> [Texto de referência]

E subo agora ao castelo, onde o cemitério me acolhe aos pés de Florbela Espanca, junto à sua última morada. Despeço-me e ela agradece a visita:

Ó minha terra na planície rasa,

Branca de sol e cal e de luar,

Minha terra que nunca viste o mar,

Onde tenho o meu pão e a minha casa.


Finalmente, repousa em paz a sua dor.

Almoço em Elvas. Tempo de ver o Aqueduto, o centro histórico e, ao longe, Badajoz à vista, onde irei brevemente.

A tarde leva-me a Campo Maior. Visito a Igreja Matriz e, ao lado, espreito o interior da Capela dos Ossos, pelo vitral da porta fechada. São estes os ossos do turista, de ir para fora cá dentro.

Quero chegar a Portalegre ao anoitecer. Fujo da estrada principal e aventuro-me pela Serra de S. Mamede, onde o passeio culmina no Alegrete, pequena povoação.

Sábado à noite em Portalegre. Não há cinema na cidade. Acenderam-se as luzes e apagou-se o coração. Uma volta pedestre, nocturna, é o que me pede esta deliciosa açorda de marisco.

Domingo. Não posso partir sem visitar a Casa-Museu de José Régio. Entro no reino de Cristo. São centenas de cristos que o poeta foi coleccionando durante os anos em que foi professor de Português e Francês em Portalegre. Sobre a secretária, no seu escritório, leio o original do poema __ "Toada de Portalegre" __ que a janela abriu sobre a cidade.


Em Portalegre, cidade

Do Alto Alentejo, cercada

De serras, ventos, penhascos, oliveiras e sobreiros,

Morei numa casa velha,

Velha, grande, tosca e bela,

À qual quis como se fora

Feita para eu morar nela...


Rumo à Beira Baixa. A paisagem vai-se transfigurando, à medida que me afasto do Alto Alentejo.

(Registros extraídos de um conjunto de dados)
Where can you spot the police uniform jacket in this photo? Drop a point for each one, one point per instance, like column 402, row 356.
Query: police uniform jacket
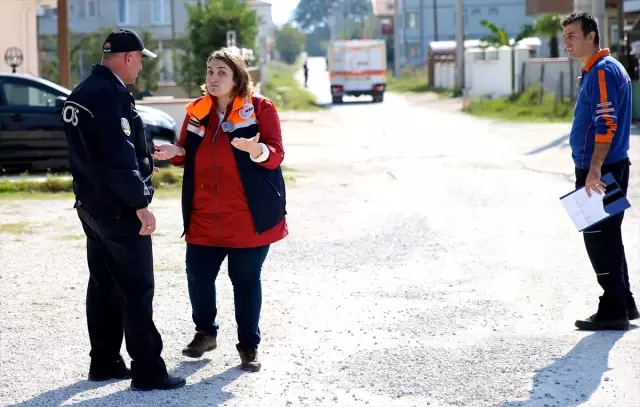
column 109, row 157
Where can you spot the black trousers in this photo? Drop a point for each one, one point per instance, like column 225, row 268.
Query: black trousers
column 604, row 245
column 120, row 294
column 245, row 268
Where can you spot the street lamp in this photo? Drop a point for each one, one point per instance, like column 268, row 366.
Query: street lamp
column 63, row 44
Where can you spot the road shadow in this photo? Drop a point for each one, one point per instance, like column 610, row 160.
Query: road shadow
column 571, row 379
column 330, row 105
column 562, row 141
column 555, row 143
column 207, row 393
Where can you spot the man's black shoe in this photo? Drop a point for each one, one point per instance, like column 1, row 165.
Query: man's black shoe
column 166, row 383
column 632, row 308
column 101, row 371
column 609, row 317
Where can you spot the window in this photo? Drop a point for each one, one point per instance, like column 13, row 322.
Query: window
column 414, row 50
column 160, row 12
column 123, row 11
column 18, row 94
column 92, row 9
column 412, row 20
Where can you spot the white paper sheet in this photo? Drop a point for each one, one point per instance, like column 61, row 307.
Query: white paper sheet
column 584, row 211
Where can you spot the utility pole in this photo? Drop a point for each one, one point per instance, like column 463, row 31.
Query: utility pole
column 597, row 9
column 174, row 48
column 63, row 43
column 398, row 35
column 435, row 20
column 459, row 45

> [Tarefas do exercício]
(1) Responda com base no relato de viagem pelo Alentejo:
(a) Em que cidade se faz o almoço?
(b) Por onde é espreitado o interior da Capela dos Ossos?
(c) Que disciplinas José Régio ensinou em Portalegre?
(2) Retome o relato de viagem pelo Alentejo a partir do ponto em que ele termina.

> [Respostas das tarefas]
(1)
(a) Em Elvas.
(b) Pelo vitral da porta fechada.
(c) Português e Francês.

(2)
Em Castelo Branco, visito o Jardim do Paço e o Castelo. O almoço é a caminho de Idanha-a-Velha, onde me espera a estação arqueológica. É uma povoação __ Civitas Igaeditanorum __ que sofreu a sobreposição de diferentes civilizações. Importante centro no período romano, na linha da estrada Emerita (Mérida) __ Bracara (Braga), assistiu à passagem das culturas visigótica e árabe, entrando em declínio após a invasão muçulmana. Admiro a ponte e o arco romanos, a torre de menagem dos Templários e a Sé, que testemunha nas suas pedras a presença de povos milenares.

São quatro horas da tarde. É tempo de calcular a viagem de regresso a casa. Mas não resisto ao apelo da vizinha Monsanto, que lá no cume do monte, qual Olimpo dos deuses humanizados, me acena com um sorriso feito de pedra.

E quando chego ao alto da povoação, fico quedo e mudo de espanto. Aqui é a vida que se agarra ao chão como estes penedos seculares. Penedos que resistem, teimosos, à erosão do tempo. O castelo é a coroa de Monsanto, depois de um percurso íngreme. Do reino das águias, lá no píncaro do monte, a planície rende-se à majestade de Monsanto.

São horas de regressar. Desço à povoação e procuro a rua onde está a casa de Fernando Namora, quando neste lugar exerceu medicina, deixando aqui alguns retalhos da sua vida de médico e colhendo a vida de algumas personagens que recriou na literatura. É fado meu estes encontros literários. A Nave de Pedra revela-me um outro olhar sobre Monsanto.

«Por aqui, dizia, se encontra Monsanto. Onde a fraga se torna pesadelo. De longe a vi e a temi, um dorso de monstro a crescer para nós até tomar conta de quase todo o céu, num tempo de já não sei quando e com uma personagem decerto desaparecida, esse eu bisonho a eriçar-se de espinhos, ou de frouxidão embuçada, no trato dos homens. Um eu que só tarde veio a reconhecer que é no gesto sem medo, afinal o gesto que pedia e lhe pediam, que estava o segredo da comunicabilidade.

Homens e panoramas desta estremadura beiroa, de desconfiança em alerta, nos oferecem, pois, a ideia de um viver tão duro quanto marginal. Curtido na servidão e por isso amuado. (...)

Desço da pedra à terra, do alto do monte à planície. Inicio a viagem de regresso a casa.

Um dia voltarei. Para fora, cá dentro.